What you will do: Write down the whole listing below again without changing a word.

Input for this task:

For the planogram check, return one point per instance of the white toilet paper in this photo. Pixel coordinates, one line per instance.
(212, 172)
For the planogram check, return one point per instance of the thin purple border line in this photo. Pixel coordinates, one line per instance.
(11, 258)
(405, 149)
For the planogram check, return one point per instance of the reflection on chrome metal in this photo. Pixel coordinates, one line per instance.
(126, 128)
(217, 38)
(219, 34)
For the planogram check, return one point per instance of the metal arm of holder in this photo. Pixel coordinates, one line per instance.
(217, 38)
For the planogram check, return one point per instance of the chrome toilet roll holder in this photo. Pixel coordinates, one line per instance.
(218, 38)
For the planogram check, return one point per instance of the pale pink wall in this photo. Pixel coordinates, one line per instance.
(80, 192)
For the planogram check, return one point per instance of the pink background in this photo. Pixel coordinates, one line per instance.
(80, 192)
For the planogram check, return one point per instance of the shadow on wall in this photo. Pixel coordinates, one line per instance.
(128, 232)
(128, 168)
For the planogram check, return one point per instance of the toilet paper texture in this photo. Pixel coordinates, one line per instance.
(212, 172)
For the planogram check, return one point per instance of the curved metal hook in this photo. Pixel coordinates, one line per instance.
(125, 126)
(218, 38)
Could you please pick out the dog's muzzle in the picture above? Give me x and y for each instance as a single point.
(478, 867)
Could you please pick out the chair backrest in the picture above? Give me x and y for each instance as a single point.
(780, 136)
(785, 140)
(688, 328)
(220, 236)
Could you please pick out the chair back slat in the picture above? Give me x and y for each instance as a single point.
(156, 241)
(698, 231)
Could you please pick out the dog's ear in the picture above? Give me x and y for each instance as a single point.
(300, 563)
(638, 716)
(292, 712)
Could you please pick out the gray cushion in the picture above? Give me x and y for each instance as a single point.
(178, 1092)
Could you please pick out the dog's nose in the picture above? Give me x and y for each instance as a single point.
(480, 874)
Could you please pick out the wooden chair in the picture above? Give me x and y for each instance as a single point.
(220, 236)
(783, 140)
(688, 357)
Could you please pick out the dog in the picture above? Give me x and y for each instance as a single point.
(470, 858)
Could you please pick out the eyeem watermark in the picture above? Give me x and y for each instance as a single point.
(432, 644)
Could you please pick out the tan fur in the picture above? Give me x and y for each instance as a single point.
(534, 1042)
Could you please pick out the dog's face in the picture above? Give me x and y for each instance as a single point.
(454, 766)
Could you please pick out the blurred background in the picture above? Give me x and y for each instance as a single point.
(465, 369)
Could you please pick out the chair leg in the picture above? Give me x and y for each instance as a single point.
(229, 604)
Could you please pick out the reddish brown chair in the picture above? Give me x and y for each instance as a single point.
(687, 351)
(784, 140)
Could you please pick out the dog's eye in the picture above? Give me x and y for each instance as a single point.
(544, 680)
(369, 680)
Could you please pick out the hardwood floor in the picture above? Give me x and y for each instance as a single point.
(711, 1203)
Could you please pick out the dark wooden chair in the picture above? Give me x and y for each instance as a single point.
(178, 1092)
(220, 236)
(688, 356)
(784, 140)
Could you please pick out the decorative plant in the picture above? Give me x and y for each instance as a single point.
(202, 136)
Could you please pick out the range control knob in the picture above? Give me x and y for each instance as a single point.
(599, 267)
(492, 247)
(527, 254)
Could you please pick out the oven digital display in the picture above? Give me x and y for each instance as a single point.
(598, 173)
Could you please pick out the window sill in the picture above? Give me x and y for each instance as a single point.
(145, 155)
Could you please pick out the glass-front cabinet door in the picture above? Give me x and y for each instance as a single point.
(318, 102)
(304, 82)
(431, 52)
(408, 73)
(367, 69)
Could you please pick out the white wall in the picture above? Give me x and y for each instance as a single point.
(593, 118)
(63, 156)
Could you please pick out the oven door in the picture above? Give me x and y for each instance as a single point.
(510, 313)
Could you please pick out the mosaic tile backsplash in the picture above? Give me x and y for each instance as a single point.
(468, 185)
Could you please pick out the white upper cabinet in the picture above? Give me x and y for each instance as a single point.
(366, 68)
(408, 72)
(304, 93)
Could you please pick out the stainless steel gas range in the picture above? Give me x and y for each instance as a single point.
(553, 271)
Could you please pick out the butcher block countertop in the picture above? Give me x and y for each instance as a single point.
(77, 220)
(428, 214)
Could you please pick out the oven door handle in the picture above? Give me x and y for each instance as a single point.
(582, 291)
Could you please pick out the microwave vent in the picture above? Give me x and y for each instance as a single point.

Written answer:
For the planogram check, return one point per instance of the white toilet paper in this photo. Pixel coordinates, one line per instance.
(212, 172)
For the planogram check, return one point per instance of the thin purple border line in this photo. Pixel coordinates, one line per instance.
(11, 258)
(405, 149)
For the planogram check, return one point per instance of the reflection on chrome metal in this photo. Pixel coordinates, one line per instance.
(126, 128)
(217, 38)
(219, 34)
For the planogram check, return one point per instance of the metal arm of holder in this photo. Pixel coordinates, one line per instance.
(217, 38)
For the planogram check, return one point per instance of the chrome toilet roll holder in this photo. Pixel coordinates, one line per instance.
(218, 38)
For the planogram check, return one point per instance of the pale pink wall in this photo. Pixel coordinates, one line per instance.
(80, 192)
For the planogram check, return one point per instance of the pink background in this photo. Pixel coordinates, one line per instance.
(80, 192)
For the planogram check, return one point per instance of the shadow on wall in this photo. Pixel coordinates, one line per instance.
(128, 232)
(128, 168)
For the planogram check, return one point per instance of the toilet paper texture in this photo. Pixel coordinates, one line per instance.
(212, 172)
For the planogram check, return one point per instance of the curved metal hook in this photo. Pixel coordinates, one line per instance.
(125, 126)
(218, 38)
Could you please pick out the dog's muzzle in the picture above? Give me x and y for each instance as a single point.
(478, 867)
Could you please pick out the chair backrest in the picture above? Give me x and y for each instance as a single point.
(780, 136)
(785, 140)
(688, 328)
(220, 236)
Could you please pick out the chair back slat in the picture above? Give me x and y for each instance as a single point.
(156, 241)
(698, 231)
Could you please pick out the dog's ear in the picture above? Give me x and y for each instance as a single point.
(300, 563)
(638, 716)
(292, 712)
Could you please pick out the gray cushion in the picture above? Give me x and y for each instance as a single point.
(178, 1092)
Could you please pick out the dog's nose in the picture above? Give me x and y for each instance as a single point.
(480, 874)
Could you please pick out the wooden chair in the picture above? Give me x and y for each instance as a single point.
(220, 236)
(783, 140)
(688, 357)
Could you please pick out the dog in the picture above? Give me x and y for each instance as a single point.
(470, 858)
Could you please pick out the eyeem watermark in the picture above? Give me x and y for each instance as a single point.
(432, 644)
Could you please pick out the tan fur in the picture above? Give me x and y for each instance as a single point.
(534, 1042)
Could you please pick out the dog's face in the picture above? Give me x and y for each instance as a single point.
(454, 766)
Could you please pick out the blurred background in the picture above? Give me x and y for each instance as a single point.
(465, 369)
Could you please pick out the chair leg in the picture above? Give me x and y for each instance as a single point.
(229, 604)
Could you please pick out the reddish brown chair in the picture above? Give me x and y for each instance as a single point.
(687, 351)
(784, 140)
Could you please pick out the dog's eye in the picture above? Give me x and y for each instance as a single point.
(544, 680)
(369, 680)
Could you please pick out the hardwood floor in the picture above? Give me x and y for each instance as a single point.
(711, 1203)
Could you please pick out the dark wooden chair in the picture above? Give me x and y for each instance as a single point.
(178, 1092)
(220, 236)
(688, 356)
(784, 140)
Could you please pick out the decorative plant in the picture above? Give me x and y for each instance as a single point.
(202, 136)
Could you please pick out the range control knob in the picture above? Give me x and y for each instance as a single point.
(599, 267)
(492, 247)
(527, 254)
Could you please pick out the oven digital display in the picture above? Give me x and y for each instance as a single point.
(598, 173)
Could you please pick out the window sill in the picture above? Give me x and y for each instance as a single point.
(145, 155)
Could you please pick out the glass-front cabinet door in the picture above? Give me x and y for each instance as a single point.
(318, 102)
(304, 82)
(431, 52)
(408, 73)
(367, 69)
Could you please pick out the white wall in the picture above? Give me x and y for each instance as a single point.
(593, 118)
(63, 156)
Could you please pick out the oven door in the picture above? Give me x and y for each instance as a single point.
(510, 313)
Could you please pick out the mosaic tile backsplash in the picture above? Give me x and y for each instance as a single point.
(468, 185)
Could you please pick out the white upper cabinet in the picture above? Give me x and y for each instance as a single point.
(366, 68)
(408, 72)
(304, 93)
Could you please pick out the stainless steel gas range in the picture above? Give me x and y for each instance as a single point.
(553, 271)
Could you please pick out the butcher block countertop in the picture above? Give me x and y for each instance as a single point.
(77, 220)
(428, 214)
Could you please pick out the oven door handle in the picture above? Give me x and y for each instance as a single point.
(582, 291)
Could you please pick out the microwave vent in the picture above? Give me x and y for each instance as a single point.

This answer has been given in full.